取り組む課題
1. 次の(a)〜(c)が事実婚と福利厚生についての本文と合うかどうか、それぞれ「はい」か「いいえ」で答え、判断の決め手となる本文の語句をそのまま引用すること。(a) 筆者は提案文の中で、2024年2月に事実婚の手続きをすると書いている。(b) 提案は事実婚する日の半年前に行うとよいと書かれている。(c) 会社は筆者の結婚日を踏まえて施行日を定めた。
2. 事実婚と福利厚生についての本文を、最後の文のあとから書き継いでください。

本文
提案文に自分が事実婚する日を記載し、2か月前に提案することで、適用期日も配慮してくれることがあります。

実際「秋浦さんのご結婚日を伺っておりましたので、会社の福利厚生をご利用いただけるように施行日を定めました。」とご配慮いただけました。

事実婚夫婦に会社の福利厚生が適用されたときの提案文

まとめも兼ねて、実際に私が作った提案文を残します。

参考にしながらご自身に合う文面にアレンジしてみてください。

『事実婚の慶弔休暇等適用についてご提案』
お世話になっております。○○部の○○と申します。
私事ではございますが、2024年2月に事実婚の手続きをすることになりました。
今後も御社で働いていく中で、夫や家族に不測の事態が生じた際に配偶者として対応できるよう慶弔休暇などの福利厚生を賜りたく存じます。

提供された一覧
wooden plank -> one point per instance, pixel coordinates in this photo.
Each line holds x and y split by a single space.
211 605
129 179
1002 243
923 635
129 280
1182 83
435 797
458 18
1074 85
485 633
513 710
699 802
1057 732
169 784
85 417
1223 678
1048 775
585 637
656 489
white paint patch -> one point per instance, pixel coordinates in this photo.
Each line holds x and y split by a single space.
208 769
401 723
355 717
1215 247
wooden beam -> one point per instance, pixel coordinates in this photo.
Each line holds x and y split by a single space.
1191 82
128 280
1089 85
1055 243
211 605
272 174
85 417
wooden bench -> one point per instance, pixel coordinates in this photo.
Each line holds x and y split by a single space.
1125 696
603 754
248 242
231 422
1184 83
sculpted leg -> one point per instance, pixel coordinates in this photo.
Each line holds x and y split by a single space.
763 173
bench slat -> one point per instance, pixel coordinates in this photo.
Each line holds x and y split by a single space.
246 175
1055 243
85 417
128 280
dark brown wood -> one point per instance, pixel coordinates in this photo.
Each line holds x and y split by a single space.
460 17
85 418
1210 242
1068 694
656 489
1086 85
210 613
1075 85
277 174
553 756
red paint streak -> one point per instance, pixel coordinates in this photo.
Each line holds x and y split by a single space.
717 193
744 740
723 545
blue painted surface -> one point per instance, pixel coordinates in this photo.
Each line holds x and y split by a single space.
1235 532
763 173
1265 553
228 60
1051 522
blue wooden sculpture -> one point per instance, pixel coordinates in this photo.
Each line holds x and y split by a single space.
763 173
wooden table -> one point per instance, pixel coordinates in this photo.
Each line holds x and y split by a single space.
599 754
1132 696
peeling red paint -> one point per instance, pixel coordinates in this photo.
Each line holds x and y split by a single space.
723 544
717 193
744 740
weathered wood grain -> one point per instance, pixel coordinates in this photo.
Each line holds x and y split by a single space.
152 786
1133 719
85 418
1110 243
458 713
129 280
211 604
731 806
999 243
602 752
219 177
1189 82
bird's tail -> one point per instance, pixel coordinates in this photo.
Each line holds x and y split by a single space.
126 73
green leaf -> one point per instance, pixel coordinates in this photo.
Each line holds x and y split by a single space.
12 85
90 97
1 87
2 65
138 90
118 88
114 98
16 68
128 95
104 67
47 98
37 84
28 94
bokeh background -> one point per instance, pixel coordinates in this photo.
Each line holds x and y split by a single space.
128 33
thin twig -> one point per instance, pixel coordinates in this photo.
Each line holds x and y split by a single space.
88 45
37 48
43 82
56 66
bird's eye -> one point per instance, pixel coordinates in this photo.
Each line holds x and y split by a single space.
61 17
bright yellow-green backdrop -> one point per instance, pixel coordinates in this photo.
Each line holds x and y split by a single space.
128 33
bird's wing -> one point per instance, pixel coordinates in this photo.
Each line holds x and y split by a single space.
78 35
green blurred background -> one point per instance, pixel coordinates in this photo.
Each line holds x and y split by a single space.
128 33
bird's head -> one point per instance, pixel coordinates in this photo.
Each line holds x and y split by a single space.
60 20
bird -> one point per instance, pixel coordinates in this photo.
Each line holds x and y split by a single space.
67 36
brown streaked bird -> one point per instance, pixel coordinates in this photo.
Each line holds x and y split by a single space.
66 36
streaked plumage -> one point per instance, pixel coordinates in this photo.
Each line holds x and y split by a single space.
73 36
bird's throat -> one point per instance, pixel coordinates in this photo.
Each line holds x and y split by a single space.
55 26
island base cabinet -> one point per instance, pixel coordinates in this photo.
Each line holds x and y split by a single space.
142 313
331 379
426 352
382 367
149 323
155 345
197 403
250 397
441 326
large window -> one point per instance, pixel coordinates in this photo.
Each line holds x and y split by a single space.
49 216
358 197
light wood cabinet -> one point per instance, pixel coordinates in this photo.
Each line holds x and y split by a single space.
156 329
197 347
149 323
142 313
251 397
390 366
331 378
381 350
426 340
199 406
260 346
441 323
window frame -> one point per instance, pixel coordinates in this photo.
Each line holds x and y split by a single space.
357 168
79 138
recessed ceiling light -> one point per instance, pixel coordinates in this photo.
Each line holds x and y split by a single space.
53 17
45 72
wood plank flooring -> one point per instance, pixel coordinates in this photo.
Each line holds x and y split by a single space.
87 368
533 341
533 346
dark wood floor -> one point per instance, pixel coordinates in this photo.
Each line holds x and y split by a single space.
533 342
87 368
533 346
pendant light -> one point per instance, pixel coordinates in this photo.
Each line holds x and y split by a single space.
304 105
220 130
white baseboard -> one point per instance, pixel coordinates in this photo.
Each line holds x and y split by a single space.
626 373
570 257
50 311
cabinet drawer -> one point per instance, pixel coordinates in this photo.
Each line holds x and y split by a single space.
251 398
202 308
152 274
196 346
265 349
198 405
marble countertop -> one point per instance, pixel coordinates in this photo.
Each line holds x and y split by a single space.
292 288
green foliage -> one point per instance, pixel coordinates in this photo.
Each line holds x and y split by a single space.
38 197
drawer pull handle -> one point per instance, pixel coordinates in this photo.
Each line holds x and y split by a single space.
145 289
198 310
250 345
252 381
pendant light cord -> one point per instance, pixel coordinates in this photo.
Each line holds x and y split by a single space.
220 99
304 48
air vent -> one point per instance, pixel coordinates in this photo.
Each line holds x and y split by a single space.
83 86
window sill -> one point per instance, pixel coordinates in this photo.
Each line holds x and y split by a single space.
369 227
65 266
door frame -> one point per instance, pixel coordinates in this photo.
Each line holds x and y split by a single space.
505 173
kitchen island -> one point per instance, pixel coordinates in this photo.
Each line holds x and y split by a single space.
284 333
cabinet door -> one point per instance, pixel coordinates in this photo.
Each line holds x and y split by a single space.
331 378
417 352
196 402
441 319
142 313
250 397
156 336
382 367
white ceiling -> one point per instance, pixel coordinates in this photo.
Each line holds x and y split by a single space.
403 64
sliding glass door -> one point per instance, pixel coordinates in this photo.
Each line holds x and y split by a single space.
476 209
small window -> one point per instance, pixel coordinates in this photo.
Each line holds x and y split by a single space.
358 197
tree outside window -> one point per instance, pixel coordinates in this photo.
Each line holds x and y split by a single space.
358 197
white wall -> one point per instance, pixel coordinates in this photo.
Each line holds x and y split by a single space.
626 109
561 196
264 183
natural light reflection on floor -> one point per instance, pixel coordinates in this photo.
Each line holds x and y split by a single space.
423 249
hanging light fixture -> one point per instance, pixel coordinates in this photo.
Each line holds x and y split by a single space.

* * *

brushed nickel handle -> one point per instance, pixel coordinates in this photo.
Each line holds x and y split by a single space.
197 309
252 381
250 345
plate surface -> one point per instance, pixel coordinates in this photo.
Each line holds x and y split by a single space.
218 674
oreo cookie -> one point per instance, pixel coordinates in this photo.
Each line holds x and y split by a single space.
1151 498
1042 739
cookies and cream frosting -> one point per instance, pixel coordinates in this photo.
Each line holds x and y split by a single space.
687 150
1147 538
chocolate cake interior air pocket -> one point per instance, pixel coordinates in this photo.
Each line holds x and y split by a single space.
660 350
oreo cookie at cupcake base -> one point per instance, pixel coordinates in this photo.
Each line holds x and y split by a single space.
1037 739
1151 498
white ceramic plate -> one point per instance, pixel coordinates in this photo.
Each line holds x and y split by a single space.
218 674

--

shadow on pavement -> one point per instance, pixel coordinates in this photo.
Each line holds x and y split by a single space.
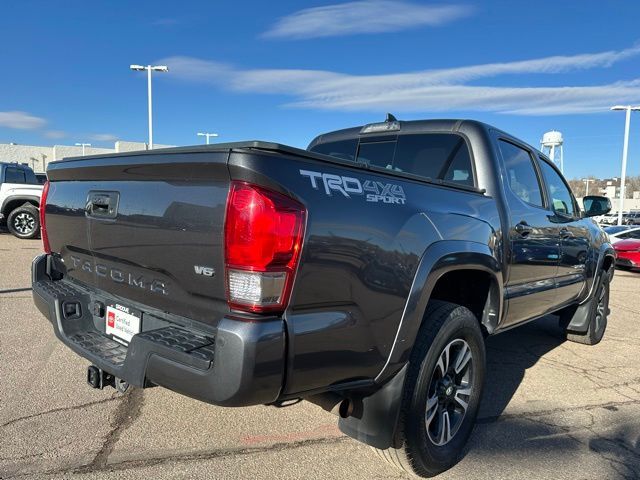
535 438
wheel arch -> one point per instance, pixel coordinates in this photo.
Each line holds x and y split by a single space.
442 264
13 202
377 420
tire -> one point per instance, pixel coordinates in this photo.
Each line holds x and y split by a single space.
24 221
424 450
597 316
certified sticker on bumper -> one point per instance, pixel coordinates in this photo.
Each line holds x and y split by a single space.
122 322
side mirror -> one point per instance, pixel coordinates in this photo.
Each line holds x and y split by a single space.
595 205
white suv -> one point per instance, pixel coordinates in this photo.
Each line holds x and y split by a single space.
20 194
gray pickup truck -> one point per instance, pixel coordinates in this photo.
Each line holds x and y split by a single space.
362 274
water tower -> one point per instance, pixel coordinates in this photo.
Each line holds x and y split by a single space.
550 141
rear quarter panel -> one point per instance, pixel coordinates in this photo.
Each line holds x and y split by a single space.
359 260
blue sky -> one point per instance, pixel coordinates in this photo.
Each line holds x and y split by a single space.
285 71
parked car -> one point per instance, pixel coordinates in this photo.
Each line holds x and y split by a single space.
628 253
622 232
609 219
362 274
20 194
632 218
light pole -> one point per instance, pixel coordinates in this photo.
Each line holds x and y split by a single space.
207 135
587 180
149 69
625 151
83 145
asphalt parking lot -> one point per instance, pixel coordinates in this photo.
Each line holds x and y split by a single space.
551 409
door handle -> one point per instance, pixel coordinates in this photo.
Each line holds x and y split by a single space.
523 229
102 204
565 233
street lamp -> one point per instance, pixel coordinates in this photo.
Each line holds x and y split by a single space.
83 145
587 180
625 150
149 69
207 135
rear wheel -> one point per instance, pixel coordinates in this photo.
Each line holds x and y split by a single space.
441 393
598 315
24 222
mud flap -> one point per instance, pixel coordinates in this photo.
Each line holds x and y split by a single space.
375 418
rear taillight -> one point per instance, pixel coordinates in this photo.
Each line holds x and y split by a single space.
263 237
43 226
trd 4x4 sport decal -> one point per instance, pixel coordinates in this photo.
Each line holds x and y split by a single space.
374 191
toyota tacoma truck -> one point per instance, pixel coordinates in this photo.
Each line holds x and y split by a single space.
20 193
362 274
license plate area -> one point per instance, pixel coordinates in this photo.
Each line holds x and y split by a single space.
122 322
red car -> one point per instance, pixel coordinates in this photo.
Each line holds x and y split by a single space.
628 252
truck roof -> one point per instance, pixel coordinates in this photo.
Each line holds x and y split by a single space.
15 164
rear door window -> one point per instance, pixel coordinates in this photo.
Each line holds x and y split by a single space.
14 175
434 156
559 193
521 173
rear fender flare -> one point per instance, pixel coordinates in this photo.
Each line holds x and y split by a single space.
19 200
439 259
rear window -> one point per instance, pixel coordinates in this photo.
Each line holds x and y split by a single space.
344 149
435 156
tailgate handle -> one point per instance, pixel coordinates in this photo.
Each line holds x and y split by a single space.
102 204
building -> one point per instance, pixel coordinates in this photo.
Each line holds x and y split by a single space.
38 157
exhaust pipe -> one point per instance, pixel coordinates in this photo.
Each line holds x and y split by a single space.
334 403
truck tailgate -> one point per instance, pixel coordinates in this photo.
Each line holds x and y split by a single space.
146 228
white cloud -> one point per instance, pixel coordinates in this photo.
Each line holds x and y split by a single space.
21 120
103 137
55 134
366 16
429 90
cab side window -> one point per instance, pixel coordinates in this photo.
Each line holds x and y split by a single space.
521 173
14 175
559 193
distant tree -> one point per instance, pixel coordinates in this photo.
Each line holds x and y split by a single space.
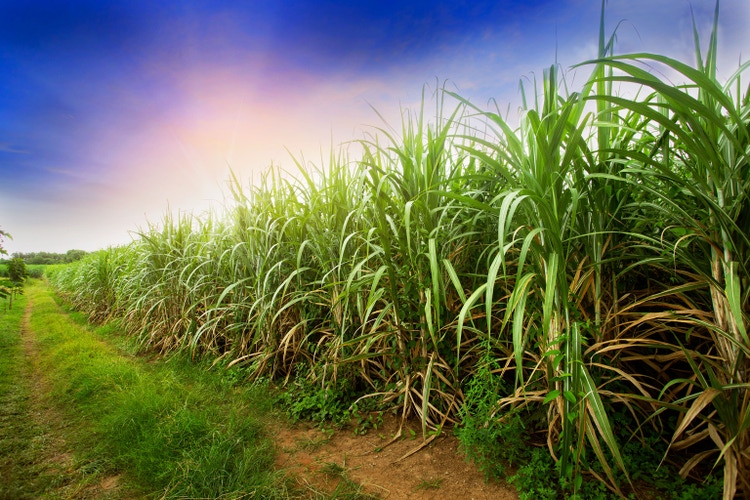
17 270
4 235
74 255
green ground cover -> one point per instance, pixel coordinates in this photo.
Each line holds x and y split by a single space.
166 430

各課題の解答
1.
(a) はい。「2024年2月に事実婚の手続きをすることになりました」
(b) いいえ。「2か月前に提案することで」
(c) はい。「秋浦さんのご結婚日を伺っておりましたので、会社の福利厚生をご利用いただけるように施行日を定めました。」

2.
つきましては大変お手数をおかけいたしますが、下記についてご検討いただけないでしょうか。
ーご検討いただきたい項目3つー
①事実婚の定義について
事実婚とは、婚姻届を提出していないが婚姻の意思を持って同居している夫婦のことを指す。
②配偶者に、事実婚の夫婦も含める。
③事実婚を証明する方法について
住民票を同一世帯とし、世帯主に対しての同居人の続柄に妻(未届)もしくは夫(未届)と記載し、その住民票を婚姻の証明書類とする。事実婚をした従業員に対し、住民票の提出を義務付ける。
ご提案は以上となります。
この度は私事のご提案を最後までお目通しくださり、心より深く感謝を申し上げます。
会社のご事情やご意向などもあるかとお察しいたします。
追加のご相談やご確認事項がございましたら、お気軽に私までお申しつけくださいませ。
引き続き御社で働き続けられるよう工夫して参りますので、何卒ご検討の程をよろしくお願い申し上げます。


結果は冒頭の通り、事実婚でも福利厚生を受けられることになりました。

ちなみに夫も個人事業と会社員をしていて、会社に直談判の末、福利厚生の適用を認めてもらっていました。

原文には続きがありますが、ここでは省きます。